## EXERCISE
Pull out each line below that contains the word "brown".

Entries from a pointing dataset:
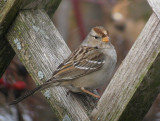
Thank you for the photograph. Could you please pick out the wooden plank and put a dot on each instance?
(8, 11)
(155, 5)
(49, 6)
(129, 79)
(40, 47)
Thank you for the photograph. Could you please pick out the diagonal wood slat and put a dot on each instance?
(136, 78)
(40, 47)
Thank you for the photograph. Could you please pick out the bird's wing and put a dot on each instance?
(82, 61)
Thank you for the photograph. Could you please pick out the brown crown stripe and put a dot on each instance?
(99, 31)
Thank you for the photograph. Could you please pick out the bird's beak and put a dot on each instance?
(105, 39)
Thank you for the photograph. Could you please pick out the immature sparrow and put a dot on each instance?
(88, 67)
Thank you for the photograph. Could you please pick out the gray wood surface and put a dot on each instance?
(41, 48)
(155, 5)
(129, 79)
(8, 11)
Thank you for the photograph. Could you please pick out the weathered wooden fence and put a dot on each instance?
(34, 38)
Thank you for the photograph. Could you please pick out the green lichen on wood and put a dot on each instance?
(147, 91)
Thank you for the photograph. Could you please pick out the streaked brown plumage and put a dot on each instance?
(88, 67)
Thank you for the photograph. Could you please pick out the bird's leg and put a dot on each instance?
(90, 93)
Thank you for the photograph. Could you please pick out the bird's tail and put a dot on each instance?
(31, 92)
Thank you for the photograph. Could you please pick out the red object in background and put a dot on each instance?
(19, 85)
(5, 84)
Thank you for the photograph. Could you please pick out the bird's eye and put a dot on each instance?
(96, 37)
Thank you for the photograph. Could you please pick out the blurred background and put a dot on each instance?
(124, 19)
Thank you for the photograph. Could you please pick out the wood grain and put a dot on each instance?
(130, 76)
(41, 48)
(155, 5)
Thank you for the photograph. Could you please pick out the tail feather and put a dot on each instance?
(28, 93)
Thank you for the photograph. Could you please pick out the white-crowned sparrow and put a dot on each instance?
(88, 67)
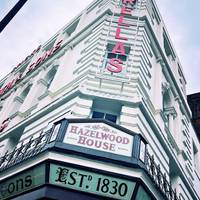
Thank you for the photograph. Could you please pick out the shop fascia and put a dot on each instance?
(115, 65)
(34, 65)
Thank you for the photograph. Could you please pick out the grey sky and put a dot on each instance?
(40, 19)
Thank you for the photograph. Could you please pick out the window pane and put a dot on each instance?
(112, 55)
(112, 118)
(97, 115)
(142, 194)
(122, 57)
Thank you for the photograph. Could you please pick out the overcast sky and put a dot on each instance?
(38, 20)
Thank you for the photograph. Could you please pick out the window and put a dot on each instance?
(50, 76)
(168, 47)
(109, 55)
(106, 109)
(142, 194)
(19, 100)
(196, 157)
(72, 27)
(107, 116)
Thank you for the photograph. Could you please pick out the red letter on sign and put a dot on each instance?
(126, 11)
(129, 1)
(120, 22)
(117, 36)
(117, 63)
(119, 48)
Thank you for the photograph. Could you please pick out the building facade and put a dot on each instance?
(100, 112)
(194, 103)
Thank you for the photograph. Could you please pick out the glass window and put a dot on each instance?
(142, 194)
(109, 117)
(109, 55)
(97, 115)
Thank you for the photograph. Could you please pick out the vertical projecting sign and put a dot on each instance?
(115, 65)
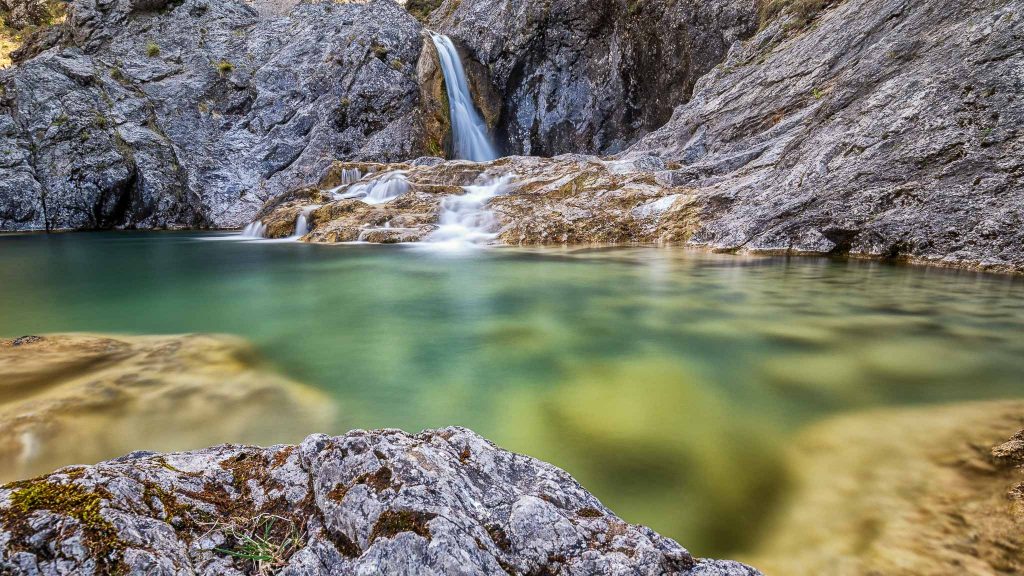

## SOLUTION TO THIS TASK
Thank you for the photograph. Could you please pick out the brown crown stripe and put a dot on each instance?
Thank you for the photograph. Could you please pick out the streaked brown plumage and put a dot on each instance?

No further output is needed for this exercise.